Your goal – Reproduce the passage of the sewing forum thread below that begins with the words containing "I would like" and ends with "(Jun 6, 2004)".
* BEGIN Selected excerpt *
# Learning to sew



## tabbidawn15 (Feb 22, 2013)

I'm new to sewing. Very, very new. lol
Where should I start? What materials should I start with?
I would like to eventually be able to make just about everything I need.
(quilts, clothing, bed things, curtains, ect.)
What is a good sewing machine to start with? I would need it to be pretty simple to use, but also be long lasting. I don't like to buy things new, however if I can buy something that is going to last for years, I don't mind putting the money into it.
Any tips would be appreciated.


----------



## Maura (Jun 6, 2004)

Most of us with vintage machines (built before 1960) are pretty happy with our machines. A Singer 301 or Singer 401 might suit you well. 

Learn to sew a straight seam. Use lined paper and no thread. Call your local fabric stores and find a beginner's sewing class. This is really the fastest way to learn how to sew. Take the class, then you'll be able to pick out a good sewing book. Challenge yourself in bits. Make a simple apron, then a more complicated one. Make pajamas before making a suit. Any fabric store will probably offer a quilting class as well, so after the beginner's sewing class you may want to take a beginner's quilting class, but once you learn the basics you can choose what you want.


----------



## Garnet (Sep 19, 2003)

Tammi, you have a PM


----------



## cc (Jun 4, 2006)
* END Selected excerpt *
* BEGIN Records supplied *
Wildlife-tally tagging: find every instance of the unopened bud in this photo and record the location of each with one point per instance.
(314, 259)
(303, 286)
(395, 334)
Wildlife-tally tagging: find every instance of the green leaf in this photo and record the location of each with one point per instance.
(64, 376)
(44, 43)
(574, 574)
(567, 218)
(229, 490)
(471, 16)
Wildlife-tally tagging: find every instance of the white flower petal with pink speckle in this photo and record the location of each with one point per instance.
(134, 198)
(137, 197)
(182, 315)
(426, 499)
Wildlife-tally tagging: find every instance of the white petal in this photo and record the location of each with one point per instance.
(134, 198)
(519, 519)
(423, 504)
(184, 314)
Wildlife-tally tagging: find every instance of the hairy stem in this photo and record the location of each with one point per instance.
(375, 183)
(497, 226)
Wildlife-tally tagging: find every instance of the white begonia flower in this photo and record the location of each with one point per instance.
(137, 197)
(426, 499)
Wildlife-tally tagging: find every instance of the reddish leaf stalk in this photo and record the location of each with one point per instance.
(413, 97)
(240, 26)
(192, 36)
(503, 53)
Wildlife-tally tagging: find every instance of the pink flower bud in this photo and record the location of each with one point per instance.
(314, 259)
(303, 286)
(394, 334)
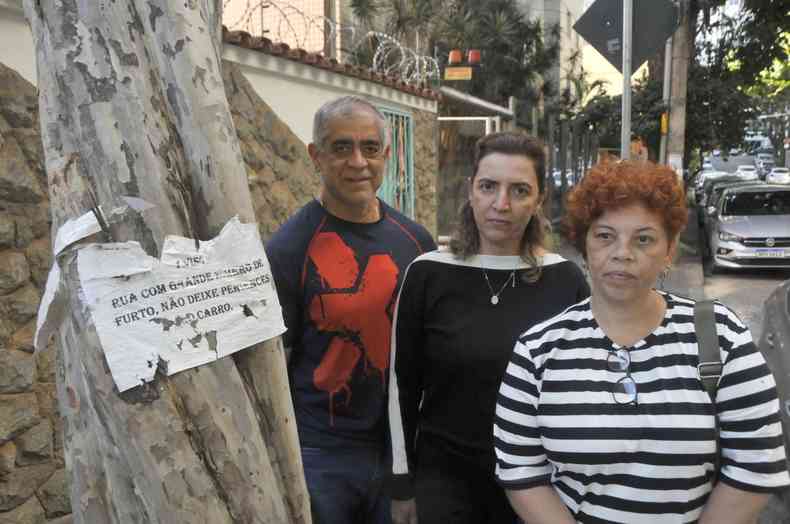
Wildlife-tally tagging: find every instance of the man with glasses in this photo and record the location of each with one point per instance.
(338, 264)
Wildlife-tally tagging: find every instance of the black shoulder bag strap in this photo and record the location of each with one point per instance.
(708, 341)
(710, 365)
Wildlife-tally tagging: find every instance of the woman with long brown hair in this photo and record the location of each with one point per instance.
(457, 317)
(602, 415)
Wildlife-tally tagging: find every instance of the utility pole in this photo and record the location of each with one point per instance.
(681, 54)
(662, 153)
(625, 131)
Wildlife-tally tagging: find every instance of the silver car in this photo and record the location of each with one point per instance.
(778, 175)
(750, 227)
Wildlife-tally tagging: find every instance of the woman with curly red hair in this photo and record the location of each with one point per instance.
(602, 415)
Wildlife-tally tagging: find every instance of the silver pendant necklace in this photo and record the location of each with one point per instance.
(495, 296)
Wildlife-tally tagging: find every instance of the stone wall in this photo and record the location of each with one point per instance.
(281, 174)
(33, 487)
(33, 481)
(426, 168)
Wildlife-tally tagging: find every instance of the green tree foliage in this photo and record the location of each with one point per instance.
(514, 50)
(604, 113)
(726, 73)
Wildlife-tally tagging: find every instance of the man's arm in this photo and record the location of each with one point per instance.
(729, 505)
(539, 505)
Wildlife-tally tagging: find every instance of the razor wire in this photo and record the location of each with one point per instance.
(284, 22)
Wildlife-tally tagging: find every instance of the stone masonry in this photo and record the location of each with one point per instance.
(32, 475)
(33, 480)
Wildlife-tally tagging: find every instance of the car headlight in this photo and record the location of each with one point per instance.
(729, 237)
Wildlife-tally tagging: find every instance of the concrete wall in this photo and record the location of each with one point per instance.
(16, 43)
(295, 90)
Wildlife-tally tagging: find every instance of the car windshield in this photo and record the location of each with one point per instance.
(757, 203)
* END Records supplied *
Response –
I would like to eventually be able to make just about everything I need.
(quilts, clothing, bed things, curtains, ect.)
What is a good sewing machine to start with? I would need it to be pretty simple to use, but also be long lasting. I don't like to buy things new, however if I can buy something that is going to last for years, I don't mind putting the money into it.
Any tips would be appreciated.


----------



## Maura (Jun 6, 2004)